这个网络结构就是：输入层，2 个卷积层，2 个全连接层，一个输出层

So a network is just a function

在输入全连接层前，输入的张量需要是摊平的。

In [15]:
class Network(nn.Module):
    def __init__(self):
        super().__init__()
        # 开始搭建网络，一层一层一层剥开我的心
#         self.layer = None
        # out_channels 代表了卷积核的数量
        self.conv1 = nn.Conv2d(in_channels = 1, out_channels = 6, kernel_size = 5) # kernel 卷积核
        self.conv2 = nn.Conv2d(in_channels = 6, out_channels = 12, kernel_size = 5) # out_channels 根据卷积核大小
        # 全连接层，需要 flatten
        self.fc1   = nn.Linear(in_features = 12 * 4 * 4, out_features = 120)
        self.fc2   = nn.Linear(in_features = 120, out_features = 60)
        self.out   = nn.Linear(in_features = 60, out_features = 10) # 最终要 10 类别
        
    def forward(self, t):
#         t = self.layer(t) # layer 都有 __call__ 方法，传入张量后有对应的操作
        # (1) 输入层
        t = t
        # (2) 卷积层
        t = self.conv1(t)
        t = F.relu(t)
        t = F.max_pool2d(t, kernel_size = 2, stride = 2)
        # (3) 卷积层
        t = self.conv2(t)
        t = F.relu(t)
        t = F.max_pool2d(t, kernel_size = 2, stride = 2) # 池化操作，这个是最大池
        
        # (4) 全连接
        t = t.reshape(-1, 12 * 4 * 4)
        t = self.fc1(t)
        t = F.relu(t)
        
        # (5) 全连接
        t = self.fc2(t)
        t = F.relu(t)
        
        # (6) 输出层
        t = self.out(t)
        # The softmax function returns a positive probability 
        # for each of the prediction classes, and the probabilities sum to 1.

### [所给数据]
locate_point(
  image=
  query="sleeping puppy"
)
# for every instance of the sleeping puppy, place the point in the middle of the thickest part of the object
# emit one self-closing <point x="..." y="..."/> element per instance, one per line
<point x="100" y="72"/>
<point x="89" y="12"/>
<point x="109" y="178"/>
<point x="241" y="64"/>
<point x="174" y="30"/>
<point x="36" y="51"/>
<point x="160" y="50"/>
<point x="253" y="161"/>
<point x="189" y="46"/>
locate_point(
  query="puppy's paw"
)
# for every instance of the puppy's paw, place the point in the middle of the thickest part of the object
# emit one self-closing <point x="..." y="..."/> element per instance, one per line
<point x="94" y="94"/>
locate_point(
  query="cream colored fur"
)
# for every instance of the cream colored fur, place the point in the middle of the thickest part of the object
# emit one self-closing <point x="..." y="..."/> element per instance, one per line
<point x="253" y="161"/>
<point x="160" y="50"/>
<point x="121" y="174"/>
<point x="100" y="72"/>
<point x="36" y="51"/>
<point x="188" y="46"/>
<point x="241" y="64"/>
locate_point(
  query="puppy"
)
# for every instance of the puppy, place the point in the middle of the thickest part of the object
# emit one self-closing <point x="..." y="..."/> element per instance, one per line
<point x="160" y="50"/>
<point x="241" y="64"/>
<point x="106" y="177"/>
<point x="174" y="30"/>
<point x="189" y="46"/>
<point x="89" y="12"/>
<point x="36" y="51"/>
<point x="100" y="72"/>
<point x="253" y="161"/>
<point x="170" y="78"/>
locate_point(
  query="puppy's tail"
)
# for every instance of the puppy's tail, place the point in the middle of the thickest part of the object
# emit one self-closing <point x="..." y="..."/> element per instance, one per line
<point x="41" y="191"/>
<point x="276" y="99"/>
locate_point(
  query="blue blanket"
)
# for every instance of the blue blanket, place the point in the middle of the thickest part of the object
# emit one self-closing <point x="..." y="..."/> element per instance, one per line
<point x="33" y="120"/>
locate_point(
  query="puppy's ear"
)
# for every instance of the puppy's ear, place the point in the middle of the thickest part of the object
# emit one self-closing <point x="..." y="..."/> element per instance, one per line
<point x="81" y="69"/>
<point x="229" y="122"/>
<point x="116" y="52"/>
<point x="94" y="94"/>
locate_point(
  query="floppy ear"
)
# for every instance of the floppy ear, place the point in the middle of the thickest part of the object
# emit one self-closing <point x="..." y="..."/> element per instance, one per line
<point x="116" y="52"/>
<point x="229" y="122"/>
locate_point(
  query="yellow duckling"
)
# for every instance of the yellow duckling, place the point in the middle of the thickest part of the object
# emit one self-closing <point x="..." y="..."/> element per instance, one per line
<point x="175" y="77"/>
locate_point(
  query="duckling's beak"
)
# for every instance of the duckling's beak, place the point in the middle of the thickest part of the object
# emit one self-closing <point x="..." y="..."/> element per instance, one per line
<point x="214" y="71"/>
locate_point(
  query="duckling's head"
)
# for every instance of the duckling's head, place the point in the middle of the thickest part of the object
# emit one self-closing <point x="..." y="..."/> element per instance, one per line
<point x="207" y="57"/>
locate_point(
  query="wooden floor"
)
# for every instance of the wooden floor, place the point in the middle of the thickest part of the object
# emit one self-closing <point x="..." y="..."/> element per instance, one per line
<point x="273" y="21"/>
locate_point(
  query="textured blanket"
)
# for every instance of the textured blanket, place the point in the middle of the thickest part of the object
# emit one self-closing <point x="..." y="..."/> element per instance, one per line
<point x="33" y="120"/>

### [练习题目]
请写出卷积神经网络搭建的原文在最后一句之后的后续内容。 上述各行与卷积神经网络搭建的原文并无关联。

### [练习解答]
        #t = F.softmax(t, dim = 1)
        
        
        return t
    # 重写此方法，用于对象的格式化输出
    def __repr__(self):
        return "my " + super().__repr__()

# 前向传播解释

Forward propagation is the process of transforming an input tensor to an output tensor.

In [17]:
import torchvision
import torchvision.transforms as transforms

train_set = torchvision.datasets.FashionMNIST(
    root = './data'
    ,train = True
    ,download = True
    ,transform = transforms.Compose([
        transforms.ToTensor()
    ])
)

train_set

Dataset FashionMNIST
    Number of datapoints: 60000
    Root location: ./data
    Split: Train
    StandardTransform
Transform: Compose(
               ToTensor()
           )

In [28]:
sample = next(iter(train_set)) 
image, label = sample
print(image.shape)
print(label)

torch.Size([1, 28, 28])
9


In [34]:
network = Network()
pred = network(image.unsqueeze(0))
pred.shape
pred.argmax(dim = 1)

tensor([1])